Format the rows, from the first line through the line containing "170L330 164L316 165L315", as a Markdown table with two columns, Line No. and Text. Number each line in order and leave out any blank lines.

═══ Data shown

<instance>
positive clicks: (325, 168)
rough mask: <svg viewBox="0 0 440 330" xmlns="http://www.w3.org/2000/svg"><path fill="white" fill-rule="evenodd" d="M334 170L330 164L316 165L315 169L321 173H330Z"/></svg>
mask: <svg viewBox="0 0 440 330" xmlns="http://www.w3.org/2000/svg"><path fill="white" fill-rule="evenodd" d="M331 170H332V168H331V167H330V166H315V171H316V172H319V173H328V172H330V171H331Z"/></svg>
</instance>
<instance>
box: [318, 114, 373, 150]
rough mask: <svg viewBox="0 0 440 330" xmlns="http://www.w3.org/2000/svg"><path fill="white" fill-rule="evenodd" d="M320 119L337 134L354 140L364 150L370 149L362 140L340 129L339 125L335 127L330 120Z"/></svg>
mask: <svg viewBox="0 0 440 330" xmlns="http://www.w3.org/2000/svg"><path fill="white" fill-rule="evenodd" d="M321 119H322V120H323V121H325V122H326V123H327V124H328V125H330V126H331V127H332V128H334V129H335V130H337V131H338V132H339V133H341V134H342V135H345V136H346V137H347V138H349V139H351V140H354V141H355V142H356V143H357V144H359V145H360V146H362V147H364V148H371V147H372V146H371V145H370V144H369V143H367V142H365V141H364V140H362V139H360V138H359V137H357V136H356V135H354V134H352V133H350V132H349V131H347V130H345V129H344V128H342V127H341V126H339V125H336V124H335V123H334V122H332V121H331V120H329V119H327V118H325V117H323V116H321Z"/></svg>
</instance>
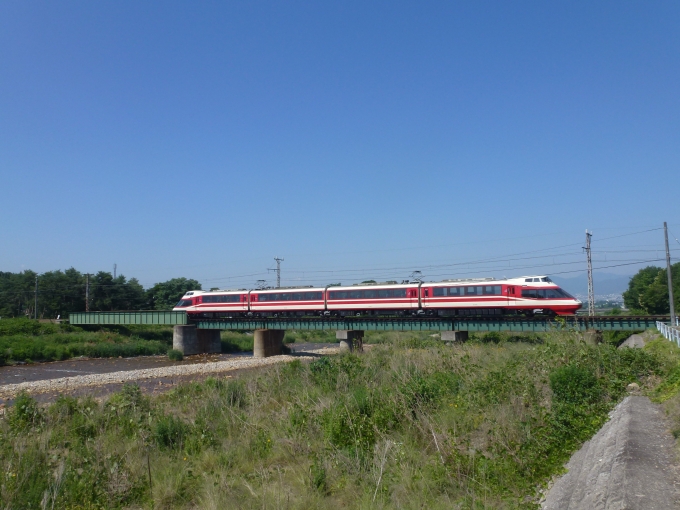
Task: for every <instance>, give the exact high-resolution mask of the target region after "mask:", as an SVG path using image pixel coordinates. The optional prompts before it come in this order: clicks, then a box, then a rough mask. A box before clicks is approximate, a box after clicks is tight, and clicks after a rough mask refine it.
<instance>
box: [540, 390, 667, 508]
mask: <svg viewBox="0 0 680 510" xmlns="http://www.w3.org/2000/svg"><path fill="white" fill-rule="evenodd" d="M610 418H611V419H610V420H609V421H608V422H607V423H606V424H605V425H604V426H603V427H602V428H601V429H600V431H599V432H598V433H597V434H595V436H594V437H593V438H592V439H591V440H590V441H588V442H587V443H585V444H584V445H583V447H582V448H581V449H580V450H579V451H578V452H576V453H575V454H574V455H573V456H572V458H571V460H570V461H569V463H568V464H567V469H568V473H567V474H566V475H564V476H562V477H561V478H559V479H558V480H557V481H556V482H555V485H554V486H553V487H552V488H551V489H550V491H549V492H548V494H547V497H546V499H545V501H544V502H543V504H542V508H543V509H544V510H593V509H596V510H600V509H601V510H638V509H639V510H672V509H677V508H680V497H679V491H678V489H679V488H680V478H679V474H680V472H679V470H678V463H677V458H676V453H675V448H674V447H675V441H674V439H673V436H672V435H671V434H670V432H669V431H668V430H667V428H666V424H665V422H664V418H663V414H662V410H661V409H660V408H659V406H657V405H655V404H652V402H651V401H650V400H649V399H648V398H647V397H641V396H629V397H626V399H625V400H624V401H623V402H621V403H620V404H619V405H618V406H617V407H616V409H615V410H614V411H613V412H612V413H611V417H610Z"/></svg>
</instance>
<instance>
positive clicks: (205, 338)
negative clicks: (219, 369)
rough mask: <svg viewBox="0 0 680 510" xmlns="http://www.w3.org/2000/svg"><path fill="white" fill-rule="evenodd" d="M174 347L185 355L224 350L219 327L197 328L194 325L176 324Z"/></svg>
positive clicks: (172, 340)
mask: <svg viewBox="0 0 680 510" xmlns="http://www.w3.org/2000/svg"><path fill="white" fill-rule="evenodd" d="M172 348H173V349H177V350H178V351H180V352H181V353H182V354H184V355H185V356H191V355H192V354H203V353H209V354H212V353H219V352H222V343H221V342H220V330H219V329H196V326H194V325H193V324H192V325H179V326H175V327H174V328H173V331H172Z"/></svg>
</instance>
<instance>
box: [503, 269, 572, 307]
mask: <svg viewBox="0 0 680 510" xmlns="http://www.w3.org/2000/svg"><path fill="white" fill-rule="evenodd" d="M512 282H513V284H514V285H512V287H513V290H514V292H513V294H512V297H511V296H510V294H508V300H509V301H510V302H509V303H508V304H509V306H511V307H513V308H516V309H517V310H521V311H523V312H524V313H525V314H526V315H533V314H535V313H542V314H544V315H574V314H575V313H576V311H577V310H578V309H579V308H581V307H582V306H583V303H581V301H580V300H578V299H576V298H575V297H574V296H572V295H571V294H569V293H568V292H566V291H565V290H563V289H561V288H560V287H559V286H558V285H557V284H556V283H555V282H553V281H552V280H551V279H550V278H549V277H547V276H524V277H521V278H515V279H514V280H512Z"/></svg>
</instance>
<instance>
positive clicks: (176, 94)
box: [0, 0, 680, 287]
mask: <svg viewBox="0 0 680 510" xmlns="http://www.w3.org/2000/svg"><path fill="white" fill-rule="evenodd" d="M679 92H680V4H679V3H678V2H670V1H669V2H642V1H640V2H621V1H616V2H614V1H611V2H545V1H535V2H503V1H497V2H394V1H390V2H335V3H333V2H254V1H249V2H207V1H206V2H188V1H187V2H169V1H168V2H132V1H128V2H125V1H115V2H113V1H108V2H85V1H82V2H33V1H27V0H20V1H4V2H2V3H1V4H0V196H1V201H0V203H1V207H2V211H3V214H2V221H1V222H0V238H1V239H2V241H1V245H0V246H1V249H0V270H2V271H20V270H22V269H33V270H36V271H39V272H42V271H48V270H53V269H66V268H68V267H71V266H74V267H76V268H77V269H79V270H81V271H90V272H93V271H98V270H108V271H110V270H112V266H113V264H114V262H115V263H117V264H118V268H119V273H122V274H125V275H126V276H128V277H132V276H136V277H138V278H139V279H140V281H141V282H142V283H143V284H145V285H146V286H149V285H151V284H153V283H154V282H157V281H163V280H166V279H169V278H172V277H175V276H186V277H193V278H197V279H199V280H201V281H202V282H203V283H204V286H205V287H212V286H220V287H228V286H234V285H239V286H246V287H250V286H252V285H253V283H254V281H255V280H256V279H259V278H268V279H269V281H273V280H272V276H271V274H269V275H267V274H266V269H267V268H271V267H274V261H273V257H274V256H276V255H278V256H280V257H284V258H285V262H284V263H283V264H282V266H283V284H295V283H303V282H304V283H324V282H336V281H342V282H344V283H350V282H351V281H356V280H361V279H363V278H370V277H375V278H383V277H385V278H386V277H392V278H395V279H399V278H408V276H409V274H410V273H411V271H412V270H416V269H420V270H422V271H423V273H424V275H425V277H426V278H432V279H439V278H443V277H457V276H461V275H463V274H465V275H469V276H487V275H492V276H499V275H502V274H501V273H503V272H504V273H505V274H506V275H507V276H511V275H519V274H527V273H536V272H543V273H548V274H555V273H562V272H566V271H578V270H583V269H584V267H585V264H584V263H581V262H579V261H583V260H584V259H583V256H582V255H581V250H580V246H582V244H583V237H584V230H585V229H586V228H590V229H592V230H594V231H595V237H594V238H593V248H594V250H595V253H596V261H597V264H599V266H598V267H604V266H607V265H609V266H611V265H616V264H618V263H621V264H623V263H628V262H630V261H635V260H637V258H639V260H642V259H645V260H647V259H646V258H645V257H649V258H650V259H651V258H656V257H657V256H658V255H661V256H662V255H663V253H652V252H643V251H639V252H635V253H634V252H631V251H630V250H633V249H635V250H647V249H649V250H657V249H658V250H662V249H663V236H662V232H660V231H658V230H657V231H653V232H647V233H645V234H635V235H628V236H625V237H620V238H616V239H609V240H604V239H605V238H612V237H614V236H619V235H624V234H631V233H634V232H638V231H642V230H648V229H651V228H657V227H660V226H661V225H662V223H663V221H668V222H669V224H670V225H671V231H672V232H673V231H674V232H675V236H680V200H679V199H678V196H679V189H680V93H679ZM671 197H674V198H671ZM672 243H673V245H674V250H675V251H674V256H678V255H679V254H680V251H679V250H680V244H678V243H676V242H675V240H672ZM566 245H569V246H568V247H565V248H555V249H552V248H554V247H561V246H566ZM606 250H609V251H610V253H609V255H606V254H605V255H604V258H603V253H604V252H605V251H606ZM617 250H618V251H617ZM615 252H616V255H614V253H615ZM510 254H523V255H518V256H517V257H508V255H510ZM545 254H550V255H551V256H552V258H550V257H548V258H531V259H528V258H526V257H533V256H538V255H541V256H543V255H545ZM491 258H494V259H496V260H494V261H493V262H489V263H486V264H481V265H475V264H467V265H466V264H463V265H457V266H452V265H451V264H461V263H464V262H474V261H479V260H483V259H484V260H485V259H491ZM605 258H606V263H605ZM511 259H512V260H511ZM514 259H521V260H514ZM612 260H619V261H622V262H610V261H612ZM574 262H578V263H577V264H574ZM579 264H580V265H579ZM657 264H659V265H660V264H662V262H658V263H657ZM434 266H436V267H434ZM638 267H639V266H637V265H631V266H620V267H614V268H608V269H606V271H608V272H619V273H621V272H623V273H633V272H634V271H635V270H636V269H637V268H638ZM506 268H507V270H506ZM603 270H605V269H603ZM314 271H320V272H314ZM324 271H335V272H324ZM570 274H571V273H569V274H565V276H569V275H570ZM574 274H575V273H574Z"/></svg>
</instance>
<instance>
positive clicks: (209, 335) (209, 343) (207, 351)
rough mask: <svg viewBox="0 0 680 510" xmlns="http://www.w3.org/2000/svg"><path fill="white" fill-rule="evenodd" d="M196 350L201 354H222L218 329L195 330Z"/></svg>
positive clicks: (221, 347) (221, 348) (197, 329)
mask: <svg viewBox="0 0 680 510" xmlns="http://www.w3.org/2000/svg"><path fill="white" fill-rule="evenodd" d="M196 334H197V335H198V348H199V349H200V350H201V352H202V353H204V352H205V353H208V354H218V353H220V352H222V342H221V339H220V330H219V329H197V330H196Z"/></svg>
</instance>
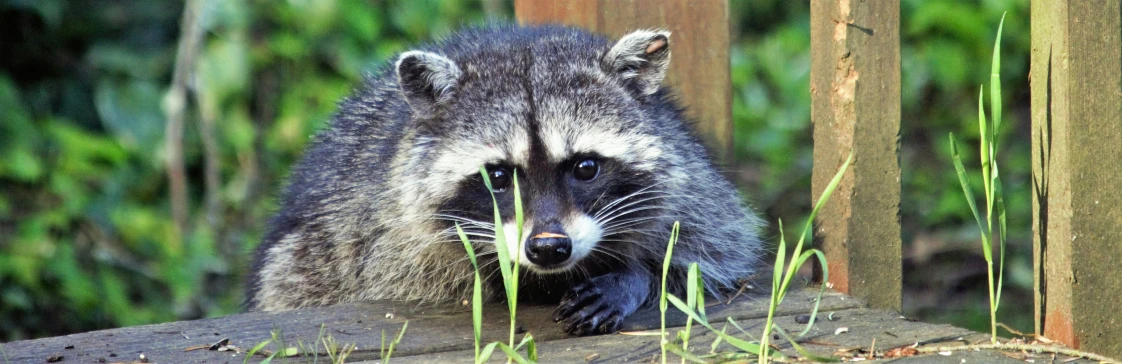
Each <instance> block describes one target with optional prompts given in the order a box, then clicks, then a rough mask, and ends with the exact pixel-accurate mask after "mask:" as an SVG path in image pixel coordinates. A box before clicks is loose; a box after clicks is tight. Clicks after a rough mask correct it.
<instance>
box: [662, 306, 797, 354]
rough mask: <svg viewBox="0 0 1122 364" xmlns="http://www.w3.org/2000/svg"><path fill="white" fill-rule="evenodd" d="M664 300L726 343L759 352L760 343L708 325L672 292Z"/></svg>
mask: <svg viewBox="0 0 1122 364" xmlns="http://www.w3.org/2000/svg"><path fill="white" fill-rule="evenodd" d="M666 300H668V301H670V303H672V304H674V307H675V308H678V310H680V311H682V313H686V316H689V317H691V318H692V319H693V320H695V321H698V324H701V326H705V327H706V328H707V329H709V330H710V331H712V333H714V334H715V335H717V336H718V337H720V338H721V339H724V340H725V342H727V343H728V345H732V346H734V347H736V348H738V349H742V351H745V352H748V353H757V352H760V345H757V344H754V343H748V342H745V340H744V339H741V338H738V337H735V336H732V335H728V334H724V333H723V331H718V330H716V329H715V328H714V327H712V326H710V325H709V322H708V321H705V320H701V317H700V316H698V315H697V312H695V311H693V310H691V309H690V308H689V307H688V306H686V302H682V300H681V299H679V298H678V297H674V295H673V294H669V295H668V297H666ZM775 354H780V355H782V354H781V353H773V354H772V356H774V355H775Z"/></svg>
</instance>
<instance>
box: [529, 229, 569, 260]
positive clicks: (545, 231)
mask: <svg viewBox="0 0 1122 364" xmlns="http://www.w3.org/2000/svg"><path fill="white" fill-rule="evenodd" d="M571 255H572V239H570V238H569V236H567V235H565V234H564V229H562V228H561V224H559V222H555V221H554V222H550V224H544V225H543V226H542V227H541V228H535V229H534V231H533V233H532V234H531V236H530V239H527V240H526V258H528V260H530V262H531V263H534V264H536V265H537V266H541V267H545V269H550V267H555V266H559V265H561V264H563V263H564V262H565V261H569V257H570V256H571Z"/></svg>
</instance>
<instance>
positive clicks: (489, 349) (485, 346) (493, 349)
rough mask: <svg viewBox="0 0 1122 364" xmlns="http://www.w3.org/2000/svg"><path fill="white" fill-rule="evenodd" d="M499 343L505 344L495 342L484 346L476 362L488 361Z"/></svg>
mask: <svg viewBox="0 0 1122 364" xmlns="http://www.w3.org/2000/svg"><path fill="white" fill-rule="evenodd" d="M498 345H503V343H498V342H495V343H490V344H487V346H484V349H482V351H481V352H480V353H479V355H478V356H477V357H476V364H480V363H487V361H489V360H490V356H491V354H494V352H495V347H496V346H498Z"/></svg>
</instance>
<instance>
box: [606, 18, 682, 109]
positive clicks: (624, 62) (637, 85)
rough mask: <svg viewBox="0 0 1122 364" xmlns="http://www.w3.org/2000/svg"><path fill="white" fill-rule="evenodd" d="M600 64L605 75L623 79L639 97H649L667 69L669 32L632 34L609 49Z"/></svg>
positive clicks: (636, 32) (638, 33)
mask: <svg viewBox="0 0 1122 364" xmlns="http://www.w3.org/2000/svg"><path fill="white" fill-rule="evenodd" d="M601 63H603V66H604V67H605V72H608V74H613V75H616V76H618V78H620V79H623V80H624V82H626V83H628V84H629V85H631V87H632V88H634V89H635V91H636V92H638V93H640V94H642V95H647V94H652V93H654V92H655V91H659V84H660V83H662V79H663V78H665V76H666V69H669V67H670V31H666V30H635V31H632V33H631V34H628V35H625V36H623V37H622V38H619V42H616V44H615V45H613V46H611V49H610V51H608V53H606V54H605V55H604V57H603V58H601Z"/></svg>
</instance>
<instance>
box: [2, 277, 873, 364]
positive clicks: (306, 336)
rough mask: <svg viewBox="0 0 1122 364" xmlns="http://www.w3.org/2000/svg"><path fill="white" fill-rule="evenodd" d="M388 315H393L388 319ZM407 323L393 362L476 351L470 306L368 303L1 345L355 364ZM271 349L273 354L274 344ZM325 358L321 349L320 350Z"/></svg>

══════

_Solution to the exercise:_
| Line No. | Text |
|---|---|
| 1 | <instance> |
| 2 | positive clicks: (325, 168) |
| 3 | rough mask: <svg viewBox="0 0 440 330" xmlns="http://www.w3.org/2000/svg"><path fill="white" fill-rule="evenodd" d="M334 170L330 164L316 165L315 169L321 173H330Z"/></svg> |